• **TASK**
Transcribe exactly, and only, the lines from the one containing "Ground car's spoked" through the last line of the data.

• **Records from a collection**
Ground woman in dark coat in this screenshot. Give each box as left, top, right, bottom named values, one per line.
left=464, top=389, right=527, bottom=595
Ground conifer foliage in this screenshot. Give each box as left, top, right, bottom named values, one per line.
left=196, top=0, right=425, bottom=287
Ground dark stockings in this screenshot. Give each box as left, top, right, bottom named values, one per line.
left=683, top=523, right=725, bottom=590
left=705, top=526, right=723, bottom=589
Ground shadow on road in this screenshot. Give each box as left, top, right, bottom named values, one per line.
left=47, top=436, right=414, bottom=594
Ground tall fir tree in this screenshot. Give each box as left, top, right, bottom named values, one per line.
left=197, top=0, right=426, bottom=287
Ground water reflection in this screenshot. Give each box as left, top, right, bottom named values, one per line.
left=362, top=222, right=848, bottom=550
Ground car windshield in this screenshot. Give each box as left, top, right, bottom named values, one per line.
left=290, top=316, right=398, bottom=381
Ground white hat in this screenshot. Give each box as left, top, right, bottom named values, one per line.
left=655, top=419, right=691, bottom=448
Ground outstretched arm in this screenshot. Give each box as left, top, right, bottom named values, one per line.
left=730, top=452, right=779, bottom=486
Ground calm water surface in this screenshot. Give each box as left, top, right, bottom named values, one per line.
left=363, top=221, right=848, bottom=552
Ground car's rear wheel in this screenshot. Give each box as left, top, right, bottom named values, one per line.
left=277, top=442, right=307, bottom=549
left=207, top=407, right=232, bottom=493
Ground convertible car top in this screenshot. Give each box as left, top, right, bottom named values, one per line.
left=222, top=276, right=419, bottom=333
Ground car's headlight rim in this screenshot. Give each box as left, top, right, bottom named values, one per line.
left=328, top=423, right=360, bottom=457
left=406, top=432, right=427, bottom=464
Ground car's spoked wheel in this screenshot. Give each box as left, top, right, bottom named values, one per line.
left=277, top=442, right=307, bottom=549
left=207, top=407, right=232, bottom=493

• **COMPLETED EXERCISE**
Ground car's spoked wheel in this screenshot. Give each box as left, top, right, bottom named values, one per line.
left=277, top=442, right=307, bottom=549
left=207, top=407, right=232, bottom=493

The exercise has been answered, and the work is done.